START EXCERPT
This paper isn't meant to be a critique of KataGo: we think it's a great AI system! In fact, we picked KataGo because we expected it to be one of the hardest AI systems to exploit. Enough search might well be enough to solve things for KataGo (though I expect it's going to need to be be more like 1600 visits than 100), but can we use search in other settings where this kind of vulnerability might arise? Some games have even larger branching factors than Go, making search of limited use. Real-world situations often have unknown transition dynamics, that you can't even search over. Ultimately we're using KataGo to study vulnerabilities that can emerge in self-play systems and narrowly superhuman AI systems more broadly, so we'd like to find solutions that work not just for KataGo.
ARGleave t1_iuq67g8 wrote
Reply to comment by ThatSpysASpy in [N] Adversarial Policies Beat Professional-Level Go AIs by xutw21
I replied to this in https://www.reddit.com/r/MachineLearning/comments/yjryrd/comment/iuq5hq9/?utm_source=reddit&utm_medium=web2x&context=3 but since this is currently the top-voted comment, I wanted to be clear that the scoring used is Tromp-Taylor, which KataGo was primarily trained with and which is the standard for evaluation in Computer Go.
Good point about the regularizer! KataGo does indeed have some functionality to encourage what it calls "friendly" passing to make it nicer for humans to play against, as well as some bonuses in favour of passing when the score is close. We disabled this and other such features in our evaluation. This does make the victim harder to exploit, but it's still possible.
I think it's reasonable to view this attack as a little contrived, but from a research perspective the interesting question is why it exists in the first place -- why didn't self-play discover this vulnerability and fix it during training? If self-play cannot be trusted to find it, then could there be more subtle issues.
END EXCERPT
START SOURCE INFORMATION
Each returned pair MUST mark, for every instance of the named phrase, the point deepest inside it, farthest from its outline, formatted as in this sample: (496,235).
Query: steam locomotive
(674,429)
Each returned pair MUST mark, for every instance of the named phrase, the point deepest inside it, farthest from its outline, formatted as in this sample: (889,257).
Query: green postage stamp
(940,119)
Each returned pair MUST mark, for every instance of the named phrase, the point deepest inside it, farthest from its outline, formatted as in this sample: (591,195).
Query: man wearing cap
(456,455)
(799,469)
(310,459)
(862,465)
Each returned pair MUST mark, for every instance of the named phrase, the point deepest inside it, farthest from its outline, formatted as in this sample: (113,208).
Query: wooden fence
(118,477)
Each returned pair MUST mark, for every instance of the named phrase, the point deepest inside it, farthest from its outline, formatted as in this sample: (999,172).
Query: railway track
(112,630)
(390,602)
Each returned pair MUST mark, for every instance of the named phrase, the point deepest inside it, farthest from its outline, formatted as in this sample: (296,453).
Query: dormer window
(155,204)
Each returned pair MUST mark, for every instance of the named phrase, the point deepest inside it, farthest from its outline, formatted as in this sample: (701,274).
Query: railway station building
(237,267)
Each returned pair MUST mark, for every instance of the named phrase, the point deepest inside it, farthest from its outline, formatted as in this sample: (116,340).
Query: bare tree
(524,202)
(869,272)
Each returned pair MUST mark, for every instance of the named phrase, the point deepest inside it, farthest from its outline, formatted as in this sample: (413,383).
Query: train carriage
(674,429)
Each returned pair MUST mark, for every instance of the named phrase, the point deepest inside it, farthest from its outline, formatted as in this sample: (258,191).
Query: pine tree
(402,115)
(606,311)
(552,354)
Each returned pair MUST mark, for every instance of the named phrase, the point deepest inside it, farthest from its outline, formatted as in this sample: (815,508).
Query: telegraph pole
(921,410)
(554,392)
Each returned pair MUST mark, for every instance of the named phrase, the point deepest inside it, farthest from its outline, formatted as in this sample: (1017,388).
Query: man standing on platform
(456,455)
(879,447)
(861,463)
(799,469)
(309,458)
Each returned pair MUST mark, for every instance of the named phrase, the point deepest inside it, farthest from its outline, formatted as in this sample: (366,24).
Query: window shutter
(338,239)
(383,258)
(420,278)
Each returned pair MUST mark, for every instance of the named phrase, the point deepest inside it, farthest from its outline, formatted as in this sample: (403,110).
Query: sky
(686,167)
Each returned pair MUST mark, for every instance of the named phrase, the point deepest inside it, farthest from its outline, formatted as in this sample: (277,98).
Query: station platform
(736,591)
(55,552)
END SOURCE INFORMATION
*TASK REQUIREMENTS*
List every Reddit username that appears in the excerpt on adversarial policies against KataGo. You won't need the material to complete this exercise.

*WRITTEN RESPONSE*
- ARGleave
- ThatSpysASpy
- xutw21